#### SEITENTEXT:
Guido hätte viele Stunden verpasst, sei nicht aufgekreuzt oder wenn, dann lustlos und unkonzentriert. Damals ist er vierzehn Jahre alt.
Der Vater: Das hat uns verwundert, Guido liebte die Musik und seine Instrumente. Aber wir dachten einfach: Er hat halt keine Lust mehr.
Die Mutter: Zu der Zeit fiel uns auf, dass er uns manchmal nicht die Wahrheit sagte. Er sagte oft nach der Schule, er sei auf der BMX· Bahn hier im Ort, um mit seinen Freunden zu fahren. Wenn ich da aber zufällig mit unseren Hunden vorbeispazierte, war er nie da. Das kam ein paar Mal vor. Wenn ich ihn danach fragte, hatte er immer gute Ausreden.
Der Bruder: Da hatten wir uns schon ein wenig auseinandergelebt. Ist ja bei Geschwistern auch normal. Jeder hatte so sein Ding und seine Blase. Ich hatte damals nicht so den Überblick, was er mit wem machte.
Die Mutter: Einige Monate vorher habe ich Tabakutensilien bei Guido im Zimmer gefunden. Diese Papierehen und Filter. Beim Regal abstauben, ich habe nicht geschnüffelt. Ich habe ihn nie darauf angesprochen. Aber ich habe mir vorgenommen: Wenn ich mal Rauch an ihm rieche, dann spreche ich ihn an! Ich fand, dass jeder Teenager ein Recht auf Geheimnisse vor seinen Eltern hat.
Guido: Zu dieser Zeit habe ich angefangen, Cannabis und Ecstasy zu konsumieren. Ich hatte das mit Kumpels mal auf einer Party ausprobiert. Am Anfang haben wir nichts gespürt, aber beim zweiten oder dritten Mal hat es gekickt. Es fühlte sich gut an, ich war neugierig auf mehr.
Laut Bundesgesundheitsministerium und repräsentativen Studien aus dem Jahr 2018 weisen 600.000 Menschen in Deutschland einen problematischen Konsum von illegalen Drogen auf. Die Dunkelziffer liegt laut Experten weitaus höher.

#### ARBEITSAUFTRAG 1:
Überarbeite den Text über Guido: Gib den Abschnitt von „Der Vater: Das“ bis einschließlich „mit wem machte.“ wieder und setze dabei „Katzen“ an die Stelle von „Hunden“.
#### ARBEITSAUFTRAG 2:
Führe den Text über Guido im Anschluss an seinen letzten Satz fort.

#### QUELLENANGABEN:

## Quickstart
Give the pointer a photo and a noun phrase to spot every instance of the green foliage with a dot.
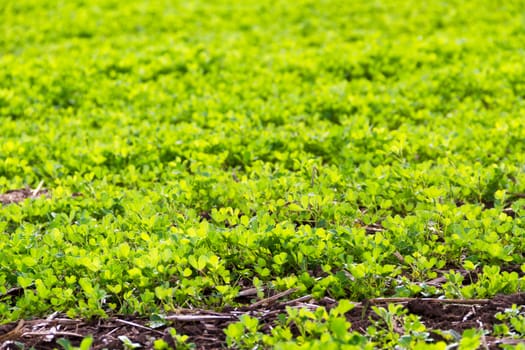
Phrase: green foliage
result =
(348, 149)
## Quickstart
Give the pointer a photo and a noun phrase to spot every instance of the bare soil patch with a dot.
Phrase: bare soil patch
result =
(19, 195)
(206, 328)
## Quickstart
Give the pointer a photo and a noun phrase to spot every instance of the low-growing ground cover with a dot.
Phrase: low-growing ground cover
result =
(287, 174)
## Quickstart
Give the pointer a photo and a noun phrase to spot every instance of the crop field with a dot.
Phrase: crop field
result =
(307, 174)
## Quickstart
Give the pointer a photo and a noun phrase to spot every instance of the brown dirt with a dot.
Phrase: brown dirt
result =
(19, 195)
(206, 328)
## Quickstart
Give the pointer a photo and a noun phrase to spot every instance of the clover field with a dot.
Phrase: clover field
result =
(262, 174)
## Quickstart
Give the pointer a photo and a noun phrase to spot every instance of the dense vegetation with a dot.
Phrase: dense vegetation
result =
(195, 149)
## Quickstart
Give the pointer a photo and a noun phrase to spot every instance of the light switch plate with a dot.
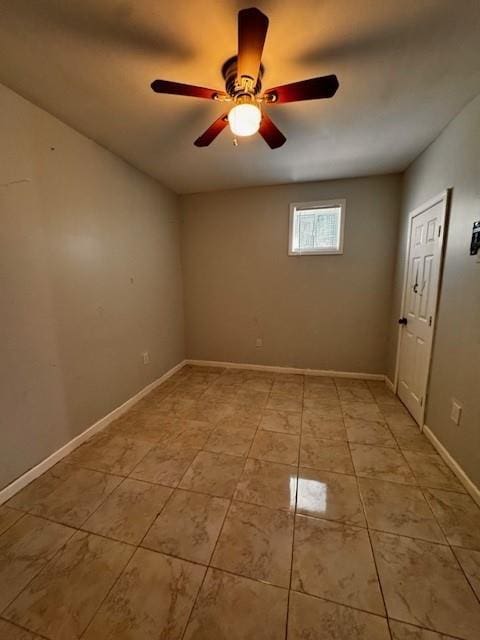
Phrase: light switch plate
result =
(456, 412)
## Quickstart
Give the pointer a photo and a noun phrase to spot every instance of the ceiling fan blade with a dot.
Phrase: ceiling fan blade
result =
(212, 132)
(180, 89)
(270, 133)
(252, 31)
(313, 89)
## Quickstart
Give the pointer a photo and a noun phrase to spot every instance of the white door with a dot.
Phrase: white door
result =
(420, 294)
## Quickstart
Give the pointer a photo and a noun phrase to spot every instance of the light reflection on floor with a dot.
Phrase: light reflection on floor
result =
(312, 496)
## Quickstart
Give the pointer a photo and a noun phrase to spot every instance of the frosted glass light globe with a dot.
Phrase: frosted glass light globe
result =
(244, 119)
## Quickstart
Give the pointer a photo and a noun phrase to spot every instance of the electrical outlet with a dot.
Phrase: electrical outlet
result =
(456, 412)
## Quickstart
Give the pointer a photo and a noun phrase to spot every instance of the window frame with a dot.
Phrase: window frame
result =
(340, 203)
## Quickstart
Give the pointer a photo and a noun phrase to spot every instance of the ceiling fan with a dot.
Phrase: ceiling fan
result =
(243, 84)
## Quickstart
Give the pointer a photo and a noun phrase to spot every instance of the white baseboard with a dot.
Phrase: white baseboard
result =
(469, 485)
(389, 384)
(310, 372)
(15, 486)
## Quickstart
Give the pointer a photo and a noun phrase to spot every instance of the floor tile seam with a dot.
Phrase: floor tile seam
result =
(425, 486)
(341, 604)
(452, 546)
(44, 567)
(22, 515)
(465, 575)
(169, 498)
(112, 586)
(19, 626)
(294, 524)
(207, 567)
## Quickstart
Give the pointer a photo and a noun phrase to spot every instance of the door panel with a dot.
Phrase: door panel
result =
(419, 306)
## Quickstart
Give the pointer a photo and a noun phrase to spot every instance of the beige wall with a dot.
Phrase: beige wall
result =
(90, 277)
(453, 160)
(324, 312)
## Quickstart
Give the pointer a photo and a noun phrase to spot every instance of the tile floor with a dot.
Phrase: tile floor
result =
(234, 505)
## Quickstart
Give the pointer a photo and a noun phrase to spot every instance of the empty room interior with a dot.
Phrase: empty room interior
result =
(240, 320)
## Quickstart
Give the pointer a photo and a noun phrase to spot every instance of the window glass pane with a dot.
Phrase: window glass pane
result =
(317, 229)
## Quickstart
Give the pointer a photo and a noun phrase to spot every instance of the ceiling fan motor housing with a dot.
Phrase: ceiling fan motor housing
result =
(235, 88)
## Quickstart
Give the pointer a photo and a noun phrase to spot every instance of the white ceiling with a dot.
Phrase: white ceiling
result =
(405, 69)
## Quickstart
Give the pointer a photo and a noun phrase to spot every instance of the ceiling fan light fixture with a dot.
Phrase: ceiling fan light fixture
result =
(244, 119)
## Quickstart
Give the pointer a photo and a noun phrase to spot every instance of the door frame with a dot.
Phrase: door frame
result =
(445, 198)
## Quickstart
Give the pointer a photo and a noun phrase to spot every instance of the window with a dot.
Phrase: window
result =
(316, 228)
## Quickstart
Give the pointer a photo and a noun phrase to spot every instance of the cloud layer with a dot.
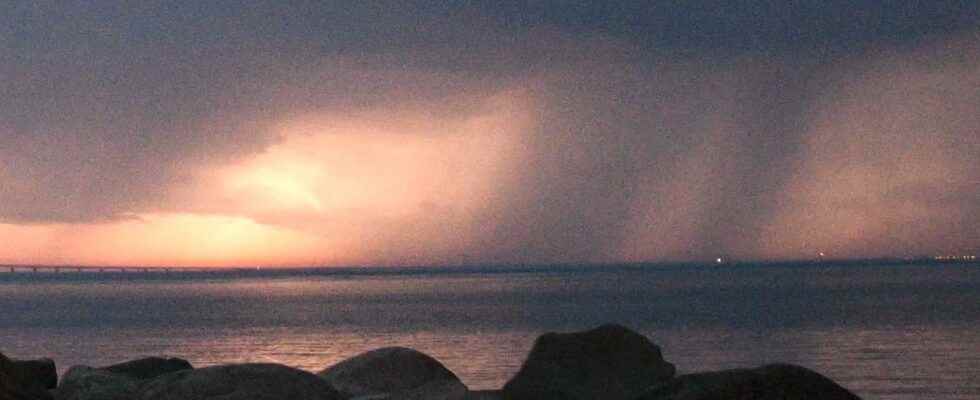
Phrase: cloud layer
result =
(189, 134)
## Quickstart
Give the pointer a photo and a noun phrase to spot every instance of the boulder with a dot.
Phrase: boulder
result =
(394, 373)
(484, 395)
(41, 372)
(770, 382)
(148, 368)
(610, 362)
(239, 382)
(12, 387)
(87, 383)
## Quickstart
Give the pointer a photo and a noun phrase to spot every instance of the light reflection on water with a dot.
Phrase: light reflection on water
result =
(897, 333)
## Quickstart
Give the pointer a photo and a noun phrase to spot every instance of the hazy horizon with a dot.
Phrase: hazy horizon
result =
(184, 133)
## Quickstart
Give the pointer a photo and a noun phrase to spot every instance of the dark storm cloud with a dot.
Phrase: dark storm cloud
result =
(705, 106)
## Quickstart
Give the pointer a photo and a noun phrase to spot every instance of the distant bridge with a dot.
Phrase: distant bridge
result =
(78, 269)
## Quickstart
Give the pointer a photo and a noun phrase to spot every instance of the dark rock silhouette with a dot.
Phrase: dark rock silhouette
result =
(770, 382)
(87, 383)
(13, 386)
(41, 372)
(239, 382)
(396, 373)
(610, 362)
(148, 368)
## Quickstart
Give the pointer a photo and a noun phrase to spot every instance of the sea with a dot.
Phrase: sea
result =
(882, 331)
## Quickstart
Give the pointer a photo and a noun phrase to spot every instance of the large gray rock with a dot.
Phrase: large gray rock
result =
(610, 362)
(770, 382)
(239, 382)
(394, 373)
(148, 368)
(41, 372)
(87, 383)
(13, 387)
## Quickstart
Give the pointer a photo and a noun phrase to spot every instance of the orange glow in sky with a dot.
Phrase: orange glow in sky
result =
(335, 190)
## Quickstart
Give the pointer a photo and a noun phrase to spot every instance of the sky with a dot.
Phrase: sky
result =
(323, 133)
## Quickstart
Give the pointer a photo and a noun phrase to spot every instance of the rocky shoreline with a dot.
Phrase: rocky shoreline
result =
(610, 362)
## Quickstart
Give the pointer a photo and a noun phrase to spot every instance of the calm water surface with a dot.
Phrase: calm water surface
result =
(884, 332)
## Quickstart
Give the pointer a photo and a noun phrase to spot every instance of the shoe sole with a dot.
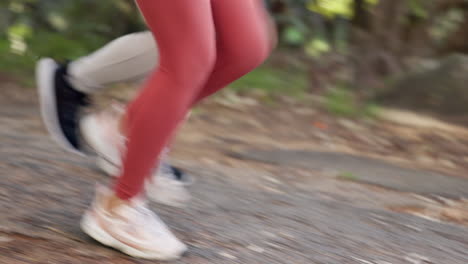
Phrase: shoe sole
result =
(91, 228)
(45, 78)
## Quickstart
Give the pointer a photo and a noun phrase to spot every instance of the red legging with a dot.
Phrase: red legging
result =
(204, 45)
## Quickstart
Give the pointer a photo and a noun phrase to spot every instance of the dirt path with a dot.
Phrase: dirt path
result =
(243, 211)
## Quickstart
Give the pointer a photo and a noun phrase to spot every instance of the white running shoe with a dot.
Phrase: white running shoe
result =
(101, 132)
(131, 228)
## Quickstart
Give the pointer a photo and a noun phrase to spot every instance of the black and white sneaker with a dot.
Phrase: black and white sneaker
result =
(60, 104)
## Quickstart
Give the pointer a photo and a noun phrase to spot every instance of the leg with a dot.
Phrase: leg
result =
(244, 40)
(128, 58)
(185, 34)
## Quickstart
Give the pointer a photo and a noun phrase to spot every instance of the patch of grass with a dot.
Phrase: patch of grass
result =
(348, 176)
(274, 81)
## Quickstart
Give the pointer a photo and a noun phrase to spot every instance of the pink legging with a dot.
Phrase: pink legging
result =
(204, 46)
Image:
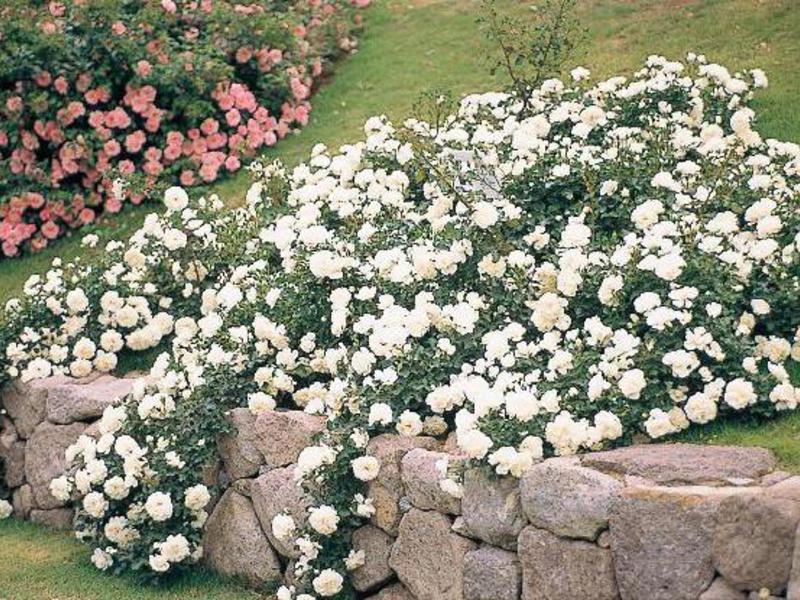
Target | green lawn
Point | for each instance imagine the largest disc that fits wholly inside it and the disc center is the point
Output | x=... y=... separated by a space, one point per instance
x=409 y=46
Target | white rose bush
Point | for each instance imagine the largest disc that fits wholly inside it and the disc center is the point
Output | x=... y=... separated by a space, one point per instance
x=536 y=279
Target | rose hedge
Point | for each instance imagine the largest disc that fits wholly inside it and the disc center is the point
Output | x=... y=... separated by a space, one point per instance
x=615 y=259
x=103 y=100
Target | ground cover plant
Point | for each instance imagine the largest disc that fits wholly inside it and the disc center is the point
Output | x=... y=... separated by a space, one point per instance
x=104 y=101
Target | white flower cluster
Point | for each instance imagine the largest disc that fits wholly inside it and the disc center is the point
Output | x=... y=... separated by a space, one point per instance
x=77 y=318
x=612 y=259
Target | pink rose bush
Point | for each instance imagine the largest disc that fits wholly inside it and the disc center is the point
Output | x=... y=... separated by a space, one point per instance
x=617 y=258
x=101 y=104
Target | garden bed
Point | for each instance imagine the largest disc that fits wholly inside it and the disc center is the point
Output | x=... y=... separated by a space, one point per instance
x=657 y=521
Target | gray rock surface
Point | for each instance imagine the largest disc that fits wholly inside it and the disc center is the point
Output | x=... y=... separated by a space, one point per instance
x=567 y=499
x=722 y=590
x=661 y=539
x=44 y=459
x=84 y=399
x=554 y=568
x=421 y=479
x=234 y=544
x=387 y=489
x=492 y=573
x=377 y=545
x=754 y=540
x=491 y=508
x=58 y=518
x=26 y=403
x=428 y=557
x=276 y=492
x=684 y=463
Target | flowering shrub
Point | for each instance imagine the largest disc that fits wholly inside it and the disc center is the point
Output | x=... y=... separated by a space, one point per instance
x=613 y=259
x=94 y=93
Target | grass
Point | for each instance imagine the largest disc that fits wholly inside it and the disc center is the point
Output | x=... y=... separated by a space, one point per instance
x=38 y=564
x=410 y=46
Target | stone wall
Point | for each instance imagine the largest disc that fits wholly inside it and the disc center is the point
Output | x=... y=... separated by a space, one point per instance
x=651 y=522
x=40 y=420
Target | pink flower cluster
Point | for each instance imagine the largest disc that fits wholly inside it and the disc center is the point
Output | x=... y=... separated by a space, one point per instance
x=67 y=137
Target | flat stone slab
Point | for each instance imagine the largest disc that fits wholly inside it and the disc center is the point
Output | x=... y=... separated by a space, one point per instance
x=74 y=400
x=45 y=459
x=568 y=499
x=234 y=544
x=428 y=557
x=554 y=568
x=684 y=463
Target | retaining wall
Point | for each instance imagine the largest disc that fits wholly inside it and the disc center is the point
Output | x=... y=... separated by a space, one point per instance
x=651 y=522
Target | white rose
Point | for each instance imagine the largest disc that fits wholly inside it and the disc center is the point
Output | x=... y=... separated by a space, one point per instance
x=475 y=443
x=260 y=402
x=409 y=424
x=176 y=198
x=196 y=497
x=101 y=559
x=323 y=519
x=175 y=548
x=632 y=383
x=283 y=527
x=380 y=413
x=158 y=563
x=366 y=468
x=328 y=583
x=159 y=506
x=95 y=504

#### SCHRIFTLICHE ANTWORT 1:
Der Vater: Das hat uns verwundert, Guido liebte die Musik und seine Instrumente. Aber wir dachten einfach: Er hat halt keine Lust mehr.
Die Mutter: Zu der Zeit fiel uns auf, dass er uns manchmal nicht die Wahrheit sagte. Er sagte oft nach der Schule, er sei auf der BMX· Bahn hier im Ort, um mit seinen Freunden zu fahren. Wenn ich da aber zufällig mit unseren Katzen vorbeispazierte, war er nie da. Das kam ein paar Mal vor. Wenn ich ihn danach fragte, hatte er immer gute Ausreden.
Der Bruder: Da hatten wir uns schon ein wenig auseinandergelebt. Ist ja bei Geschwistern auch normal. Jeder hatte so sein Ding und seine Blase. Ich hatte damals nicht so den Überblick, was er mit wem machte.

#### SCHRIFTLICHE ANTWORT 2:
Die Gespräche über die Fehlstunden und die schlechten Noten verlaufen, wie Gespräche mit einem Teenager eben verlaufen: Ja, hab’s kapiert, ist doch nicht so wild, ja, okay, kommt nicht wieder vor. Die Eltern denken: Alles okay.
Guido: Mit ungefähr 15 Jahren habe ich angefangen, auch Speed zu nehmen. Und mich für Techno zu interessieren. Ich ging in der Szene feiern und knüpfte dort Kontakte. Meine Kumpels und ich haben unser Taschengeld zusammengelegt, um Stoff zu kaufen. Anfangs haben wir nur nach der Schule konsumiert, dann irgendwann in der großen Pause. Dann vor der Schule. Zu Hause habe ich mir was auf dem Klo reingezogen. Nicht im Zimmer – sollte ja keiner merken.
Seine Familie merkt nichts. Dann kommt der Vatertag 2016. Guido ist 17 Jahre alt.
Die Mutter: Wir saßen zusammen beim Essen und dann hat er losgelegt. Er wirkte wie verkatert, verzweifelt. Und hat geweint.
Der Vater: Ich kann mich nicht mehr genau erinnern, was er gesagt hat. Aber die Essenz war, dass er Drogen konsumiere und Angst habe. Bei mir blieb das Gefühl: Scheiße, was ist das? Aber auch sofort die Rationalisierung: Na gut, er probiert das halt gerade aus.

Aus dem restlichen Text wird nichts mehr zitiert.